WHAT YOU NEED TO DO
Give the listing again in full, exactly as written.

INPUT RECORDS
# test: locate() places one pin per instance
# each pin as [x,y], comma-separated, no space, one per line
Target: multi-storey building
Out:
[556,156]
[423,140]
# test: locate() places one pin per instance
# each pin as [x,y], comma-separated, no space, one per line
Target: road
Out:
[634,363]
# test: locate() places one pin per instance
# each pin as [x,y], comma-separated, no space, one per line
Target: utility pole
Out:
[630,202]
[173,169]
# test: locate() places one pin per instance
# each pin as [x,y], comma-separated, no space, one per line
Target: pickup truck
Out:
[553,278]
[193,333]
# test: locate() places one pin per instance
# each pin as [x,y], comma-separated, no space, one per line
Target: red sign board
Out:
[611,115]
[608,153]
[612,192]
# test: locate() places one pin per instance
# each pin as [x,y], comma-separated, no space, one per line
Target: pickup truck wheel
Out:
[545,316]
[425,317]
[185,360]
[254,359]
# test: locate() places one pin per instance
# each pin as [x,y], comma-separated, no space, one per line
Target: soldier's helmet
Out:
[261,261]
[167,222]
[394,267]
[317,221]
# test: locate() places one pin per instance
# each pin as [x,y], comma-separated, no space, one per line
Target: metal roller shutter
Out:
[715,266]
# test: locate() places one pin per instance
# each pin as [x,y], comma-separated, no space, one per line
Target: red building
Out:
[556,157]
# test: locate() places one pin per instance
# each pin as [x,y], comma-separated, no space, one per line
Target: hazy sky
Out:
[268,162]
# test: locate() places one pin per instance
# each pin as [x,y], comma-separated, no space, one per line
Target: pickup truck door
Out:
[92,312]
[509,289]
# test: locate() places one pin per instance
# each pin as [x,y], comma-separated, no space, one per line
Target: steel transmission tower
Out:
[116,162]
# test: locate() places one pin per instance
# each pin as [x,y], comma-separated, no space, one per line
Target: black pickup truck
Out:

FULL OUTPUT
# test: locate() places one pin per instance
# each pin as [x,y], comma-separated, no space, one per line
Target: multi-storey building
Out:
[556,156]
[423,140]
# test: locate() places one pin per instance
# each pin as [x,y], comma-separated, no space, one per line
Target: road
Out:
[634,363]
# test: locate() places one pin per instance
# each pin as [x,y], comma-separated, no space, one per line
Target: utility pole
Out:
[630,202]
[173,169]
# test: locate() places one pin per instance
# each pin as [x,y], comma-separated, no space, one per line
Target: pickup truck
Out:
[553,278]
[193,333]
# test: locate() places one pin per instance
# each pin as [x,y], comma-separated, no space, one per line
Target: red sign board
Out:
[611,115]
[608,153]
[612,192]
# test: locate() places one pin per instance
# each pin as [x,y], comma-separated, no space, one per line
Target: pickup truck wheel
Out:
[545,316]
[425,317]
[185,360]
[254,359]
# test: locate() places one pin per instance
# each pin as [x,y], comma-separated, no space, one per line
Target: soldier's helmet
Out:
[261,261]
[167,222]
[394,267]
[317,221]
# test: locate() places one pin per instance
# each pin as [x,y], comma-separated, no space, one per line
Target: metal roller shutter
Out:
[715,266]
# test: locate() places one pin per instance
# each pin as [x,y], comma-separated, no space, one per line
Target: red building
Out:
[556,157]
# test: locate() places one pin per instance
# each pin as [x,y], comma-separated, no space, one per line
Target: hazy sky
Out:
[268,162]
# test: locate() places one pin per instance
# each pin as [x,y], comma-separated, no space, one per line
Target: pickup truck door
Out:
[92,312]
[509,289]
# test: locate() places one pin per instance
# each pin as [x,y], comma-separated, no space, one per line
Target: steel transmission tower
Out:
[116,162]
# test: locate() places one pin per instance
# each pin as [x,y], comma-separated, no space, one per line
Target: black pickup truck
Out:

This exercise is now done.